- Task details
Please reproduce all of the data below word for word, keeping every line.

START Stored records

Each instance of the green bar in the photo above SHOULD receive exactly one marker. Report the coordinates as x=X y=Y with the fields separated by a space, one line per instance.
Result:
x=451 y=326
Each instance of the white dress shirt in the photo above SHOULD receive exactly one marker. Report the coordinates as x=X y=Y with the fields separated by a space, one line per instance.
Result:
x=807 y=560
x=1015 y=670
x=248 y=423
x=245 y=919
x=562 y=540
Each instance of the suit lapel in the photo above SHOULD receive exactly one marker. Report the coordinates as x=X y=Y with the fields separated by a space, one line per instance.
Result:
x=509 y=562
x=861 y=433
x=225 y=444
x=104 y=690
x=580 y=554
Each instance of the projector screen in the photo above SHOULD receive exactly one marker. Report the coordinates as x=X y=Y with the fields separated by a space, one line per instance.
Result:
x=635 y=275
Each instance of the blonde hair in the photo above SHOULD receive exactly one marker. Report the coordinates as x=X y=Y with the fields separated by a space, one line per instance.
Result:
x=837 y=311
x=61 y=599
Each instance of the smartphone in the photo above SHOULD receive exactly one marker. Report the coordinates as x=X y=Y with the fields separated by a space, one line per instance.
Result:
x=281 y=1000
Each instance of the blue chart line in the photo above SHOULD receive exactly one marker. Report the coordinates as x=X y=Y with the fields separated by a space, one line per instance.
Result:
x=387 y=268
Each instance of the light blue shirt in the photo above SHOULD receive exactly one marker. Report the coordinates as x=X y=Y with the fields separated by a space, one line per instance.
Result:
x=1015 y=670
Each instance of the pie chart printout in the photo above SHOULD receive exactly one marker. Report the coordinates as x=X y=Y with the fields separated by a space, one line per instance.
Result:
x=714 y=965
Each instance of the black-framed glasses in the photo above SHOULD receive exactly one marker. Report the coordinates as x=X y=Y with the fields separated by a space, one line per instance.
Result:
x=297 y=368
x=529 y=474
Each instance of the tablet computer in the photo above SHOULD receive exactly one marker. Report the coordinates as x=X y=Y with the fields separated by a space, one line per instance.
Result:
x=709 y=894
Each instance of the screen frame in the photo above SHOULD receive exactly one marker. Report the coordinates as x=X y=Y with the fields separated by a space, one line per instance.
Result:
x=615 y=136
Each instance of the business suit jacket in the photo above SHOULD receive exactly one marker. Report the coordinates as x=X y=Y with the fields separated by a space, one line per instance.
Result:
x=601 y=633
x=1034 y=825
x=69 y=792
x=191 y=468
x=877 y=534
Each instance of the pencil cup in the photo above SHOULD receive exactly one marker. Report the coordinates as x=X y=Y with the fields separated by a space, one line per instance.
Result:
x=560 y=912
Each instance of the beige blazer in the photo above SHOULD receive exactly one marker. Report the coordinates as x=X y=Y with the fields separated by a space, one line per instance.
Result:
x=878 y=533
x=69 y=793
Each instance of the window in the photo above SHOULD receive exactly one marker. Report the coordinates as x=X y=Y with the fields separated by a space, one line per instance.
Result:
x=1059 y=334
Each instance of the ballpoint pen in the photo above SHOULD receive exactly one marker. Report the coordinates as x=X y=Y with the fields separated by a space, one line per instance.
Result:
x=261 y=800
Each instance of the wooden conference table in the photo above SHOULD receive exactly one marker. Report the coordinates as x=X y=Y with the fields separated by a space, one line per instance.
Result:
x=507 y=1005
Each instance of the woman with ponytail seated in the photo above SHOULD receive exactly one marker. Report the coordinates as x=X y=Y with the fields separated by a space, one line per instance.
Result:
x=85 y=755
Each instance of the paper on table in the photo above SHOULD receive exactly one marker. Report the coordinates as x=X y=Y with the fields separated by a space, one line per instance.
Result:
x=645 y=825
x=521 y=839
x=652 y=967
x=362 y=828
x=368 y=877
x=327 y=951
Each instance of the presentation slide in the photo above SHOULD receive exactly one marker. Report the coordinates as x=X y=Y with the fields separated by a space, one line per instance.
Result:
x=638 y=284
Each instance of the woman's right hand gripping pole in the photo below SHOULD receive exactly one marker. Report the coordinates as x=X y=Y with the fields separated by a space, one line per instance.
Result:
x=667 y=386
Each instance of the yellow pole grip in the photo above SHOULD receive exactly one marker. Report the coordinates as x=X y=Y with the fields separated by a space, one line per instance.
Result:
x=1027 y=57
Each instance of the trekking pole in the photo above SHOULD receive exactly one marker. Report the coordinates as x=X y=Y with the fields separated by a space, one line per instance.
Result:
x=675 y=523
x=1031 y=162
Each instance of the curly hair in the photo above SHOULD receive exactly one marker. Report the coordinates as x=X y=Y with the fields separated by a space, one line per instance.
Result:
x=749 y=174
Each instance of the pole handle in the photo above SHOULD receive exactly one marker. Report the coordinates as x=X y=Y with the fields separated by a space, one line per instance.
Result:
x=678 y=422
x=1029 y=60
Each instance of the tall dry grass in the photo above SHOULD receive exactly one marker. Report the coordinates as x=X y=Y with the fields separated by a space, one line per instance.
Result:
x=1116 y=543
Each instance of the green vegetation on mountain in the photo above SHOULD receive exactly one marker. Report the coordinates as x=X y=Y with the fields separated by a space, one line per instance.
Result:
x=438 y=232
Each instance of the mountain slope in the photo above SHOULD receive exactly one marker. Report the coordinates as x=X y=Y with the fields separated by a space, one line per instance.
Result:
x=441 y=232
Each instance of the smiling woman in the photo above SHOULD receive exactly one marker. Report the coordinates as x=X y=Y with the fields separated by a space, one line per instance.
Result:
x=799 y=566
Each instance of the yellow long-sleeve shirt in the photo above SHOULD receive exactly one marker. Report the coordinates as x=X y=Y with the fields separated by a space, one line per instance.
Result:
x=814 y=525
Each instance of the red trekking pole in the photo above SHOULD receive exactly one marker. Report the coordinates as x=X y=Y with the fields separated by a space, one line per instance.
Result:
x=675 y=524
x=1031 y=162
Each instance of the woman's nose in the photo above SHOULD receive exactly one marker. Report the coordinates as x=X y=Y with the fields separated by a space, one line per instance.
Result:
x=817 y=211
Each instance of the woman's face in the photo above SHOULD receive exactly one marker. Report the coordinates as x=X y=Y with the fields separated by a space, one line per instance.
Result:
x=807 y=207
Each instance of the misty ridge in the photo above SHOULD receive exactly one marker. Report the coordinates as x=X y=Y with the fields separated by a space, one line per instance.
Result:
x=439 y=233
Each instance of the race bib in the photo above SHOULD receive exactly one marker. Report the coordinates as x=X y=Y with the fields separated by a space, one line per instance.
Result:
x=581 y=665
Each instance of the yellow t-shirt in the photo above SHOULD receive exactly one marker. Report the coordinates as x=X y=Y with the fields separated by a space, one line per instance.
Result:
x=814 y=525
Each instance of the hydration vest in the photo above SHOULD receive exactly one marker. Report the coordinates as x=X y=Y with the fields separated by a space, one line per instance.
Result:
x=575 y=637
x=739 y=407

END Stored records

- Finished answer
Each instance of the green bar in the photo above SHOULD receive exactly one marker. Report the coordinates as x=X y=Y with the fields separated by a space, one line per instance.
Result:
x=451 y=326
Each instance of the white dress shirt in the photo above SHOULD receive exactly one marker. Report the coordinates as x=X y=Y with the fields separated by a space, one line per instance.
Result:
x=807 y=560
x=1015 y=670
x=248 y=423
x=245 y=919
x=562 y=540
Each instance of the suit lapel in the photo above SHOULD receive exactly one marker. Report the coordinates as x=X y=Y with the fields separated by a space, one line per instance.
Result:
x=509 y=562
x=861 y=433
x=225 y=444
x=104 y=690
x=580 y=554
Each instance of the projector screen in the photo above SHOULD receive exactly one marker. Report the coordinates as x=X y=Y with the fields separated by a space, one line per instance.
Result:
x=635 y=275
Each instance of the blonde hair in the photo above SHOULD receive exactly one marker. Report the coordinates as x=X y=Y with the fields separated by a space, one line per instance.
Result:
x=837 y=311
x=61 y=599
Each instance of the smartphone in the photo above SHOULD receive exactly one marker. Report the coordinates as x=X y=Y with the fields separated by a space, one line per instance.
Result:
x=281 y=1000
Each instance of the blue chart line in the photo above SHOULD receive exactly one marker. Report the coordinates as x=X y=Y with the fields separated by a space, one line per instance.
Result:
x=387 y=268
Each instance of the light blue shirt in the photo above SHOULD receive exactly one marker. Report the coordinates as x=X y=Y with the fields separated by a space, one line per instance.
Result:
x=1015 y=670
Each instance of the pie chart printout in the photo above SHOULD receive exactly one marker. Report the coordinates as x=X y=Y with the fields separated by a space, one line per instance.
Result:
x=714 y=965
Each instance of the black-framed glasses in the photo above SHOULD receive exactly one marker. Report the coordinates as x=X y=Y with the fields separated by a space, one line per instance.
Result:
x=297 y=368
x=529 y=474
Each instance of the tablet computer in the photo above SHOULD receive exactly one marker. Report the coordinates as x=X y=Y with the fields separated by a space, one line per instance.
Result:
x=709 y=894
Each instance of the screen frame in the photo above SHOULD receive exactly one marker. Report the coordinates as x=X y=Y with the fields separated by a space, one line per instance.
Result:
x=615 y=136
Each instance of the business suit jacket in the photo above SHOULD receive exactly one marker. Report the coordinates as x=X y=Y with the fields separated by a space, one line per instance.
Result:
x=601 y=633
x=1034 y=825
x=69 y=792
x=191 y=468
x=877 y=534
Each instance of the pencil cup in the photo above SHOULD receive exactly one marker. Report the coordinates as x=X y=Y with the fields separated by a space, one line per instance.
Result:
x=560 y=912
Each instance of the beige blazer in the photo above SHOULD receive exactly one marker. Report the coordinates as x=X y=Y with the fields separated by a space, one line per instance.
Result:
x=878 y=533
x=69 y=793
Each instance of the window in the photo above SHOULD receive exactly one marker. Report the coordinates as x=X y=Y with the fields separated by a space, one line per instance.
Result:
x=1059 y=334
Each instance of the ballpoint pen in the photo above SHOULD receive exactly one marker. Report the coordinates as x=X y=Y with the fields separated by a space, one line per instance.
Result:
x=261 y=800
Each instance of the wooden conference table in the photo above SHOULD receive exactly one marker. Report the coordinates as x=X y=Y with the fields separated by a space, one line per instance.
Result:
x=507 y=1005
Each instance of the woman with ponytail seated in the photo above SHOULD receive exactly one marker. Report the coordinates as x=X y=Y with the fields separated by a space, one line per instance.
Result:
x=85 y=755
Each instance of the paper on table in the photo above SHOULD receive exactly one marker. Report the coordinates as x=X y=Y with the fields separated by a space, one line per instance.
Result:
x=645 y=825
x=521 y=839
x=652 y=967
x=362 y=828
x=368 y=877
x=327 y=951
Each instance of the presentation slide in the photo above SHOULD receive exactly one marker. Report the coordinates as x=X y=Y with the fields separated by a space, one line per instance.
Result:
x=638 y=284
Each instance of the woman's right hand gripping pole in the photo below SHOULD receive exactly one marker. Report the coordinates as x=X y=Y with the fields separated by a space, one line per instance.
Result:
x=667 y=386
Each instance of the yellow pole grip in the photo above SHOULD receive exactly one marker. Report the coordinates as x=X y=Y with the fields separated by a space, one line per instance.
Result:
x=1027 y=57
Each instance of the trekking pole in the photo above SHOULD receive exactly one marker. Report the coordinates as x=X y=Y with the fields separated by a space, one line per instance.
Result:
x=675 y=523
x=1031 y=162
Each instance of the curly hair in the photo above SHOULD receive exactly one marker. Report the coordinates as x=X y=Y with the fields separated by a space, one line per instance.
Result:
x=749 y=174
Each instance of the pole handle in the photo above SHOULD receive exactly one marker. Report the coordinates as x=X y=Y with the fields separated by a space, one line per instance.
Result:
x=678 y=422
x=1029 y=60
Each instance of the tall dry grass in the photo above SHOULD receive exactly one marker. Report the coordinates as x=X y=Y with the fields separated by a space, one line per instance.
Result:
x=1116 y=543
Each instance of the green vegetation on mountain in the photo above SHOULD receive exactly one marker. Report the coordinates as x=X y=Y with the fields separated by a space, one line per instance.
Result:
x=438 y=232
Each instance of the mountain slope in the photo above SHOULD receive exactly one marker. Report the coordinates as x=X y=Y with the fields separated by a space, one line per instance.
Result:
x=441 y=232
Each instance of the smiling woman in the photo above SHOULD receive exactly one marker. Report the coordinates as x=X y=Y with the fields separated by a space, one line per instance.
Result:
x=799 y=566
Each instance of the yellow long-sleeve shirt in the photo above SHOULD receive exactly one marker. Report the coordinates as x=X y=Y with the fields separated by a space, one line per instance.
Result:
x=814 y=525
Each instance of the red trekking pole in the photo above SHOULD receive exactly one marker. Report the coordinates as x=X y=Y with the fields separated by a space, one line per instance.
Result:
x=675 y=524
x=1031 y=162
Each instance of the woman's nose in the photo above SHOULD receive exactly one marker. Report the coordinates as x=X y=Y with the fields separated by a space, one line per instance.
Result:
x=817 y=211
Each instance of the woman's face in the photo above SHOULD receive exactly one marker. Report the coordinates as x=X y=Y with the fields separated by a space, one line per instance.
Result:
x=807 y=207
Each instance of the misty ridge in the photo above SHOULD receive exactly one marker. Report the coordinates as x=X y=Y with the fields separated by a space, one line per instance.
Result:
x=439 y=233
Each instance of the race bib in the photo above SHOULD receive exactly one marker. Report the coordinates as x=X y=Y with the fields separated by a space, one line per instance.
Result:
x=581 y=665
Each instance of the yellow t-shirt in the photo above SHOULD receive exactly one marker. Report the coordinates as x=X y=Y with the fields separated by a space, one line per instance.
Result:
x=814 y=525
Each instance of the hydration vest in the photo above SHOULD receive exactly one marker. Report the coordinates as x=X y=Y with the fields separated by a space, one line per instance.
Result:
x=575 y=637
x=739 y=407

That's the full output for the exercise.